(PROVIDED INFORMATION)

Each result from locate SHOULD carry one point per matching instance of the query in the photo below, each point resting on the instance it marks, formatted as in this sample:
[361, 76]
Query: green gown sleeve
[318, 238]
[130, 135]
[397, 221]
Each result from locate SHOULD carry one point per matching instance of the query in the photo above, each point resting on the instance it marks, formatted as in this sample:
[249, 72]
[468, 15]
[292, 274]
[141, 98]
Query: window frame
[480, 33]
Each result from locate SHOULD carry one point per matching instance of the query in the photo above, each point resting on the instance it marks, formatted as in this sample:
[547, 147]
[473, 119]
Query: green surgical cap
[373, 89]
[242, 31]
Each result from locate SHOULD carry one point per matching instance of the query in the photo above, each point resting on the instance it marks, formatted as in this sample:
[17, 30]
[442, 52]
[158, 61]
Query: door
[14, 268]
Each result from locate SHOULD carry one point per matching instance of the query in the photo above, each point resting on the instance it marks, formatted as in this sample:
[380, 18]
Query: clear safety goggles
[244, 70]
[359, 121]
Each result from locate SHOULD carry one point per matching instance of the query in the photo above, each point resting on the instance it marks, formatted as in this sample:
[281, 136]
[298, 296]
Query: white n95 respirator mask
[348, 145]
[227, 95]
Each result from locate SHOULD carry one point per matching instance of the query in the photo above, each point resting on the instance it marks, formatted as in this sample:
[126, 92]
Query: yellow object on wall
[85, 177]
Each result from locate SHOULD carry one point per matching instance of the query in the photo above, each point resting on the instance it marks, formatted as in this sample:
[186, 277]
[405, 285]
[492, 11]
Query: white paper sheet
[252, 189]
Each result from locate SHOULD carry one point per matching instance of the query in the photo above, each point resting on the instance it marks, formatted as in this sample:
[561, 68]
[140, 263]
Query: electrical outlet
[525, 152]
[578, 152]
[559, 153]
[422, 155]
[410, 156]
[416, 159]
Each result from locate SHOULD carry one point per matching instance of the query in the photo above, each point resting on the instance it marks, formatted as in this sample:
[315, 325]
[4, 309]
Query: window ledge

(End PROVIDED INFORMATION)

▸ WORK TASK
Would you give again, word for word, every line from the one with "Query: window frame" through the final line of the listing above?

▸ RESPONSE AREA
Query: window frame
[480, 33]
Each result from locate SHOULD carry one point per matching instance of the query in the photo above, each point resting on the instance it marks, formatted as in this sample:
[547, 147]
[473, 119]
Query: green surgical cap
[373, 89]
[242, 31]
Each result from locate SHOULD carry one point per matching instance of the query in the photo above, each point resting on the instance it marks, formatted as in this sample:
[17, 30]
[442, 52]
[158, 61]
Query: door
[14, 268]
Each result from locate SHOULD carry one point per matching instance of the query in the photo above, each point resting on the instance it marks, formatted as in this sample:
[380, 18]
Query: clear safety goggles
[244, 70]
[359, 121]
Each result from locate SHOULD carry one point per matching instance of the query in the photo above, each point resting on the instance it marks, formatted as in this sample:
[281, 136]
[298, 296]
Query: white n95 respirator mask
[348, 145]
[227, 95]
Each result from locate SHOULD carry one point per matching instance of the query in the photo above, each point resting on the instance it marks, formatted as in this sample:
[126, 92]
Query: yellow object on wall
[85, 177]
Each result from locate SHOULD carry one point per matching instance of the query in the photo above, each point resting on the instance it marks, formatted as in this sample:
[186, 277]
[405, 285]
[492, 11]
Query: white paper sheet
[252, 189]
Each result from locate SHOULD carry one point per matching instance of the query in the photo above, each point resting on the instance it marks, formatted as in this sample:
[561, 68]
[140, 263]
Query: electrical outlet
[525, 152]
[578, 152]
[559, 153]
[422, 155]
[410, 156]
[416, 159]
Each result from locate SHOULD carry one point per matching instance of the query in the photo above, each point resting on the instance it marks, formatted as in this sample:
[315, 325]
[4, 309]
Query: window ledge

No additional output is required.